#### [What the task requires]
Would you transcribe the records below from the line with "Exercise. Point out the overcast" to the line with "Exercise. Point out the woven", ends included, exactly and with nothing more, leaving the pictures out?

START Task inputs

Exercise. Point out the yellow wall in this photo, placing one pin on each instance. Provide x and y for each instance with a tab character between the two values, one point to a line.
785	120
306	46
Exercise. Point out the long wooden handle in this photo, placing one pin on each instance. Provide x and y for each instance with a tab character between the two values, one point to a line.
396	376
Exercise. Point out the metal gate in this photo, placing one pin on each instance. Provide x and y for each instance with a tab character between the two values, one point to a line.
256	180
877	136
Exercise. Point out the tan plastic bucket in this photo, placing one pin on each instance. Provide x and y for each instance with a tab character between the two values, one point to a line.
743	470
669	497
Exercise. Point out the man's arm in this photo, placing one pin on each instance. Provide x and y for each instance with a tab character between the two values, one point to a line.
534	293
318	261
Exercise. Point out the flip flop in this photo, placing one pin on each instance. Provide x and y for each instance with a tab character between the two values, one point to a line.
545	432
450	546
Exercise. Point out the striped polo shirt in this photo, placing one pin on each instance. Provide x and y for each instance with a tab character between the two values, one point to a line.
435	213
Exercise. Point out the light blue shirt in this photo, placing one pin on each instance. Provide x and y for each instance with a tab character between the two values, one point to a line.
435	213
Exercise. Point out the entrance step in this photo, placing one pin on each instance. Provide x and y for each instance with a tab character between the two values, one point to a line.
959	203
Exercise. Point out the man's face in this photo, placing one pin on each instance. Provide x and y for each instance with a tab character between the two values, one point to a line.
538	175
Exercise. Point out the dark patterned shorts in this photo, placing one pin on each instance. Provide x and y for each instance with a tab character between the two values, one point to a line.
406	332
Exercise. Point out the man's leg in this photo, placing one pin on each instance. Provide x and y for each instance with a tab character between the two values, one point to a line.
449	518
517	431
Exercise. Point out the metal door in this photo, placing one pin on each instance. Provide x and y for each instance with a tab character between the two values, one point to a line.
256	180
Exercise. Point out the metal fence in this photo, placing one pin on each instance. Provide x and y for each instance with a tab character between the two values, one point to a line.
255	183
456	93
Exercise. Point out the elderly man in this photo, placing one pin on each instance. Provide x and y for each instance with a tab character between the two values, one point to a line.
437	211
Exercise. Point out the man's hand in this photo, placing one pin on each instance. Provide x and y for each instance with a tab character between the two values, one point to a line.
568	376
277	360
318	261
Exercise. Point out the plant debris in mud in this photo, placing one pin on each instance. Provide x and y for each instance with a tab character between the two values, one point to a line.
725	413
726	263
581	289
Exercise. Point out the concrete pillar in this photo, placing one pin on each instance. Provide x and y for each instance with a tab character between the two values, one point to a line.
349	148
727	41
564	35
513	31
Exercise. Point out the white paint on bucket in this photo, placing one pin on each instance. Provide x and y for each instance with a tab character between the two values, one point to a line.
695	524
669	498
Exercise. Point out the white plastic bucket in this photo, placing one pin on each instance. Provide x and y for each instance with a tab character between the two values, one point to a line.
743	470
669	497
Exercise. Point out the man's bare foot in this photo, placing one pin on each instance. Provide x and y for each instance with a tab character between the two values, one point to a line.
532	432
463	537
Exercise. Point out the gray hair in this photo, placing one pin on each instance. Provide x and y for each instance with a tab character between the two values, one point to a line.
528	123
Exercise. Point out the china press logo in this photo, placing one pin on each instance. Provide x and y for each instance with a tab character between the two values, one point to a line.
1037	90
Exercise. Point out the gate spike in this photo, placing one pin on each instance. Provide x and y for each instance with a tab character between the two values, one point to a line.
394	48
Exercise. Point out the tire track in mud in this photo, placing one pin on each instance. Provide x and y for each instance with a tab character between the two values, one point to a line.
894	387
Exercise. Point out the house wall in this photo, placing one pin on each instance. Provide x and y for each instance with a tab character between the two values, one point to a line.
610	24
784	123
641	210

END Task inputs
START Task inputs

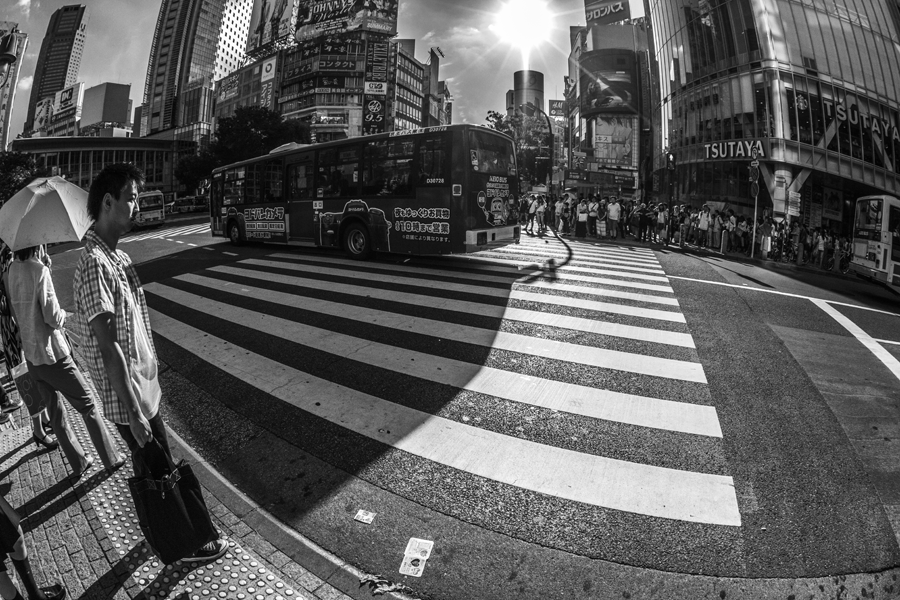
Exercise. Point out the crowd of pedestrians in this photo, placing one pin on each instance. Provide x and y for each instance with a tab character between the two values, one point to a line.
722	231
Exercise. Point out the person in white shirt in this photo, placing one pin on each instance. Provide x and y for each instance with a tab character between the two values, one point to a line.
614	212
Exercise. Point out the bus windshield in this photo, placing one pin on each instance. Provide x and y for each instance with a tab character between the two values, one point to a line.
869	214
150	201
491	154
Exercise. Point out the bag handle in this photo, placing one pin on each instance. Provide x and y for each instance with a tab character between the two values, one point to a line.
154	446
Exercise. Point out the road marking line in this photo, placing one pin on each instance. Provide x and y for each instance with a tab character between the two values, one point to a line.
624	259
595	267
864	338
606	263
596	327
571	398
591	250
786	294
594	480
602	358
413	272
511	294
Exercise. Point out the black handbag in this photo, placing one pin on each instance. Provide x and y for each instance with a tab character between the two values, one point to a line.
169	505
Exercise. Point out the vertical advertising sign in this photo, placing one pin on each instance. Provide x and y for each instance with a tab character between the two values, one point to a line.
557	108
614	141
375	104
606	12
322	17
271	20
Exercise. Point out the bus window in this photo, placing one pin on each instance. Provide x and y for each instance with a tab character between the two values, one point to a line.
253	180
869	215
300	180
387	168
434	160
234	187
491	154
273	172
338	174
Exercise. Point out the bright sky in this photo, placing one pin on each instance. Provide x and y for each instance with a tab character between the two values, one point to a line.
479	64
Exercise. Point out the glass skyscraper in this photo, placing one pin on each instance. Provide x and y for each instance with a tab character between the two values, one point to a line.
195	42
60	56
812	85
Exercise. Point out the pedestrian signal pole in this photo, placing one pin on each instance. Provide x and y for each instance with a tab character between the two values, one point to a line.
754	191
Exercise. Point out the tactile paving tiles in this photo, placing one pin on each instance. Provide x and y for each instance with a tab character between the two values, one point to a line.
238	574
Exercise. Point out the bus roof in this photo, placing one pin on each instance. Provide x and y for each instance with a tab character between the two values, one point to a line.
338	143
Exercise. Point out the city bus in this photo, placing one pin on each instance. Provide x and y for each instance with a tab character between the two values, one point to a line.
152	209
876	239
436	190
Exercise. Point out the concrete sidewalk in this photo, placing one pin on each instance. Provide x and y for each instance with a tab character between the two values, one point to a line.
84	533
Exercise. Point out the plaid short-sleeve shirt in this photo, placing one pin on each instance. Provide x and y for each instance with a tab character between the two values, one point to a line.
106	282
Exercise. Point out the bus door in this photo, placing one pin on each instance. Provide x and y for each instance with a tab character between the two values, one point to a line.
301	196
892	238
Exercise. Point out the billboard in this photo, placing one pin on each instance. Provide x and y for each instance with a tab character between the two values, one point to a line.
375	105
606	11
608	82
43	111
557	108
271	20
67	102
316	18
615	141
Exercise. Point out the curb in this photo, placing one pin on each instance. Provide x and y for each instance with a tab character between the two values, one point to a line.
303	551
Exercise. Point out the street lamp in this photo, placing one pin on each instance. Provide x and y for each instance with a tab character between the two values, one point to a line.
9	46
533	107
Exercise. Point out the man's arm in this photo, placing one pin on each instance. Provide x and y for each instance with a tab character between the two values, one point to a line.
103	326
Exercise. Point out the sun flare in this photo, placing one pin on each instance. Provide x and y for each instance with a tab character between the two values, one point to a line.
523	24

END Task inputs
START Task inputs

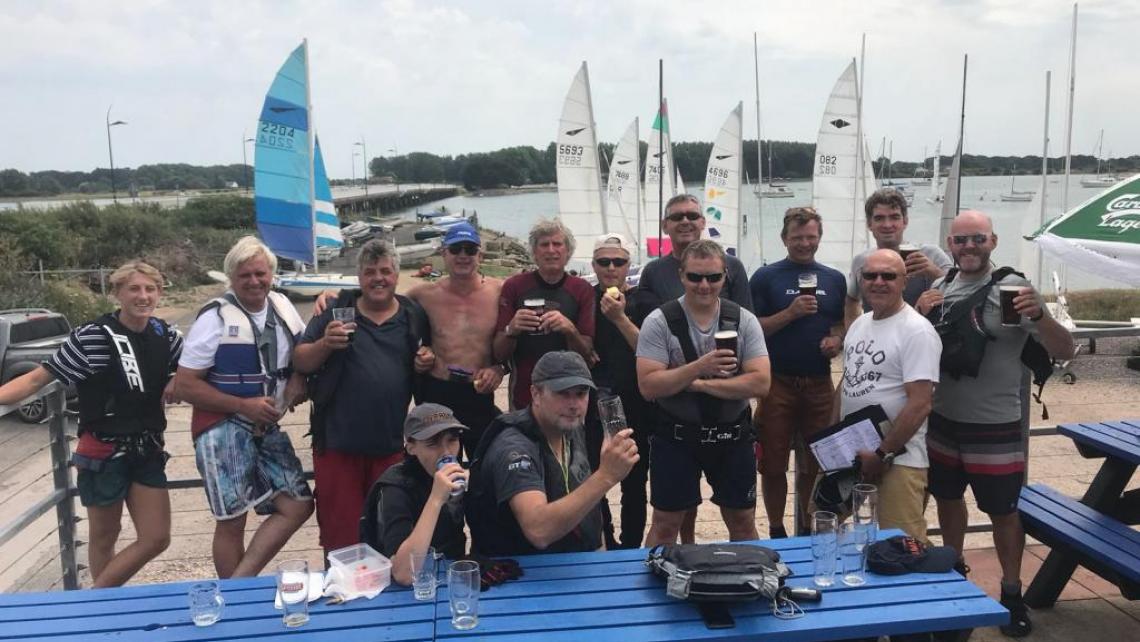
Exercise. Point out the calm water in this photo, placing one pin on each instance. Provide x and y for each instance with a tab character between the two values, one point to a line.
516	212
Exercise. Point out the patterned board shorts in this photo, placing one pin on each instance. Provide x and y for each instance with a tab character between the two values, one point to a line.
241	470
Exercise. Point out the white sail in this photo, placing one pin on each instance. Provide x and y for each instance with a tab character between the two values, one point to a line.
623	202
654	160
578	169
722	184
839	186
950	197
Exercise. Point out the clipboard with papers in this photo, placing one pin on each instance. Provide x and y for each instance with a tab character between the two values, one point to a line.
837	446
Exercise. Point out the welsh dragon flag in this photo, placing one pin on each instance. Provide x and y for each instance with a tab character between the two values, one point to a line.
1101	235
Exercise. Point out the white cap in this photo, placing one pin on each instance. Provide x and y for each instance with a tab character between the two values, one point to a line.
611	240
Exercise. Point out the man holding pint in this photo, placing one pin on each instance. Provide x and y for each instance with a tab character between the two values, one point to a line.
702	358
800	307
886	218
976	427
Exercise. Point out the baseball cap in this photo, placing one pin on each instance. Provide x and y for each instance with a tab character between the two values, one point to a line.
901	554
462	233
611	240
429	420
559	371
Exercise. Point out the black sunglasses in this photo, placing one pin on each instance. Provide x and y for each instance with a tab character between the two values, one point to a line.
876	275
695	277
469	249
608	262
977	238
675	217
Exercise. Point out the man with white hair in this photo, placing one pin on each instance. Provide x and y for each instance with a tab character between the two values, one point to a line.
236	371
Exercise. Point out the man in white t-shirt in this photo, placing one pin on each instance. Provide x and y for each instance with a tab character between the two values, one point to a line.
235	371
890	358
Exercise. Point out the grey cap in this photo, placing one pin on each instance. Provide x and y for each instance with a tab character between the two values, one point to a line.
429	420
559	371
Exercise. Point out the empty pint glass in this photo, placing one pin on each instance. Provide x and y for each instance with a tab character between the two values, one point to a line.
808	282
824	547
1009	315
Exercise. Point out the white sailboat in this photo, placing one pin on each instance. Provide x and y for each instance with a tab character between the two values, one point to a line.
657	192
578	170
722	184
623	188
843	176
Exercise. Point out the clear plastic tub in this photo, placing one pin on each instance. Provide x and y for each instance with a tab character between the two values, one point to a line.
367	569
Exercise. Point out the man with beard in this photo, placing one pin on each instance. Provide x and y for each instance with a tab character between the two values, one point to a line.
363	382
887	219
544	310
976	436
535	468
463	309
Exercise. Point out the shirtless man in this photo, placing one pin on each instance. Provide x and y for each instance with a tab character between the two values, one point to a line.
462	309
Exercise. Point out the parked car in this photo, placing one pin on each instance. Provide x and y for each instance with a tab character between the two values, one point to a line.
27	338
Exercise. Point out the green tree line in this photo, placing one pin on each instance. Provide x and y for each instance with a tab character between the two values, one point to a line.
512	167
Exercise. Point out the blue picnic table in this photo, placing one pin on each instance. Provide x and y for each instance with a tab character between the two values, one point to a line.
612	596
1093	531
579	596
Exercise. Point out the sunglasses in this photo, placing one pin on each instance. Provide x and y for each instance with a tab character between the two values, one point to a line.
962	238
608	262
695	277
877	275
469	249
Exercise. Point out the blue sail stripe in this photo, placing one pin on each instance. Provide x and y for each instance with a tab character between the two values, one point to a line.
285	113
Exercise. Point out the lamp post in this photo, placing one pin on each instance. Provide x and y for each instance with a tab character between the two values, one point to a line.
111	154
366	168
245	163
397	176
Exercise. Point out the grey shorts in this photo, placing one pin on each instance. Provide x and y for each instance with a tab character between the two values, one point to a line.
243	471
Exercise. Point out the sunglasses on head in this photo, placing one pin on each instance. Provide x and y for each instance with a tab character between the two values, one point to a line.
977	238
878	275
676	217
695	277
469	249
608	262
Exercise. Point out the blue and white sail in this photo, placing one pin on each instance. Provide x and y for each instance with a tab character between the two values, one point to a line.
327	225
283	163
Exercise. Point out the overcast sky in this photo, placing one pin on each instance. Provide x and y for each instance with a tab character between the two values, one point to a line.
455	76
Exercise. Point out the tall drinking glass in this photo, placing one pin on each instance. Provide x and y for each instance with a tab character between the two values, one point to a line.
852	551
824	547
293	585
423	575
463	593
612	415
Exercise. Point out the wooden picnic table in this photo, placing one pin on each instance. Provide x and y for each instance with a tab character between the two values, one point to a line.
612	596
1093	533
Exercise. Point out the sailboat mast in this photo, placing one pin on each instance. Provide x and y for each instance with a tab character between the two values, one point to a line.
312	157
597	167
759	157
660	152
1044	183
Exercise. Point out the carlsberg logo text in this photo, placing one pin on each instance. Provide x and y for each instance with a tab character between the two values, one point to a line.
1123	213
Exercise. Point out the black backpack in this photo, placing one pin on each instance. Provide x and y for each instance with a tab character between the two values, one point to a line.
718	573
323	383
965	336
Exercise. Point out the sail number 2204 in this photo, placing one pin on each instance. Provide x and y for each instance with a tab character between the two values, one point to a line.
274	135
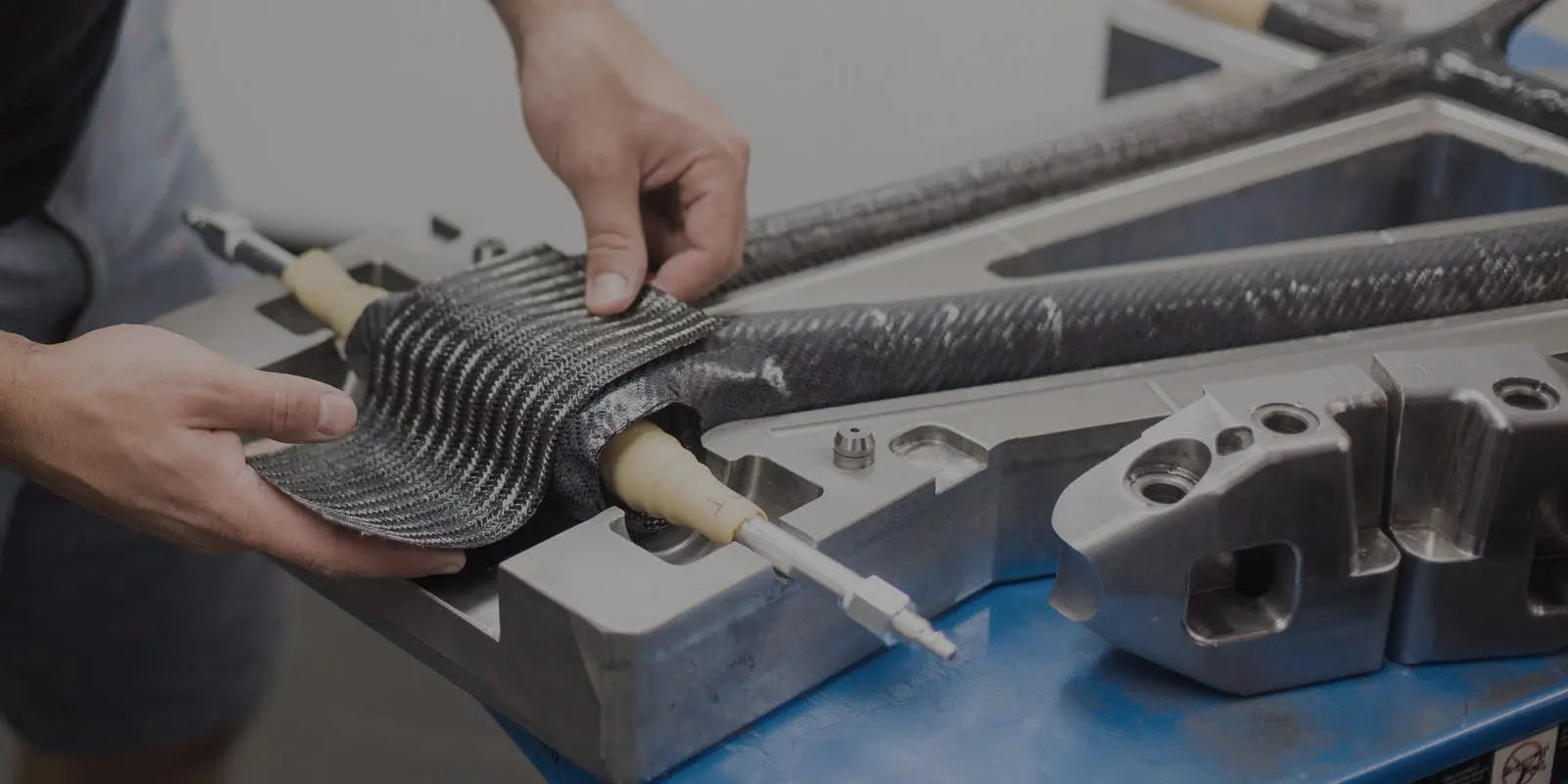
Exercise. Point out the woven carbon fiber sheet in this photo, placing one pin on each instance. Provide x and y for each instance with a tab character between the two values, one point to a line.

END Task inputs

#### [Result of the exercise]
Exercise. Point out the overcast sky in this photo, placing one pin on each instance. Provide x and y for each instance with a tab character between the two values, one point to a line.
455	76
Exercise. Point out the tall drinking glass in this photo, placing one pin on each instance. Provide x and y for each instance with a tab character between the two values, one point to a line.
852	551
824	547
293	585
423	575
463	593
612	415
Exercise. Point out the wooden picnic table in this photo, placing one pin on each instance. Provide x and y for each instance with a tab character between the two values, one point to a line.
612	596
1093	533
Exercise. Point out the sailboat mast in this photo, placing one pin on each instance. Provide x and y for each instance with a tab character between the two values, one point to a line.
312	157
597	167
759	157
660	152
1044	183
Exercise. Point out the carlsberg logo text in this photo, placing one pin on each instance. Provide x and y for each instance with a tab character between the two values, one point to a line.
1123	213
Exercise. Point out the black backpack in this photo, placing one pin on each instance. Provide x and y for each instance with a tab character between the two values, one point to a line.
718	573
323	383
965	336
Exercise. Point out the sail number 2204 in this photo, placing one pin on each instance. Provide x and y for each instance with a tab character between the two values, one point to a line.
274	135
Exercise. Point out the woven carbon fiber sheet in this photo, placing one pin on each instance. Provide x and y for each instance with a tab character between the two values, one point to a line.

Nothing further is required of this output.